3.2.5    Over voltage

What is over voltage?

Over voltage in a motor circuit is defined as the maximum voltage level at which the supply phase to phase voltage can operate without the saturation of the stator core laminations resulting in the overheating of the stator windings,

How is over voltage detected?

Over voltage is detected by direct measurement of the main circuit line voltages and should the voltage exceed 115% of rated line voltage, an alarm flag is set and should the condition persist for longer than 10 sec with the motor running, the motor contactor is tripped.

When or where are an over voltage conditions likely to occur?

Over voltage, conditions are not common within the industrial metro areas. It occurs more frequently in outlying areas, feed by rural feeders, farm lines, or underground section feeders.  The over voltage condition occurs when the load demand on the feeder is lower than what it normally would be, or if the switching reticulation is altered to alternative feeders during maintenance periods or outages. Bottom line, it can occur at anytime in the rural or single line feeder networks.

3.2.6    Under voltage

What is under voltage condition?

===

Tasks and exercises:
a - Please rewrite the paragraph of the over voltage excerpt that begins "Over voltage is detected by direct measurement" as a short list that keeps its main facts.
b - Answer these questions from the over voltage excerpt, one answer per line:
(i) What section number does "Under voltage" carry?
(ii) According to the definition, the overheating of what results from saturation of the stator core laminations?
(iii) In what kind of area are over voltage conditions not common?
c - Write out a passage of the over voltage excerpt word for word. Begin at the words "Over voltage is" and stop after "contactor is tripped.".

Data block:
===

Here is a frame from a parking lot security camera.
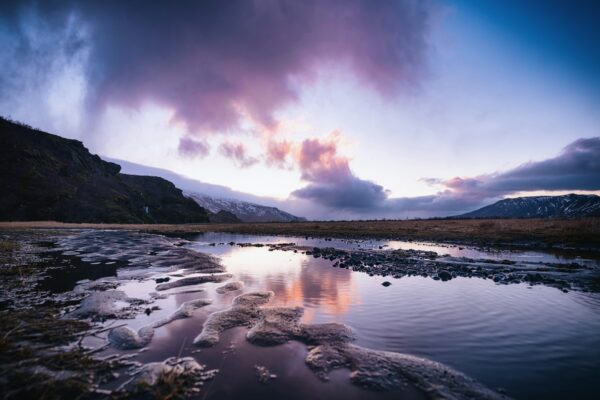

===

The answers:
a -
- Over voltage is detected by directly measuring the main circuit line voltages.
- If the voltage exceeds 115% of rated line voltage, an alarm flag is set.
- If the condition lasts longer than 10 seconds while the motor is running, the motor contactor is tripped.

b -
(i) 3.2.6
(ii) The stator windings
(iii) Industrial metro areas

c -
Over voltage is detected by direct measurement of the main circuit line voltages and should the voltage exceed 115% of rated line voltage, an alarm flag is set and should the condition persist for longer than 10 sec with the motor running, the motor contactor is tripped.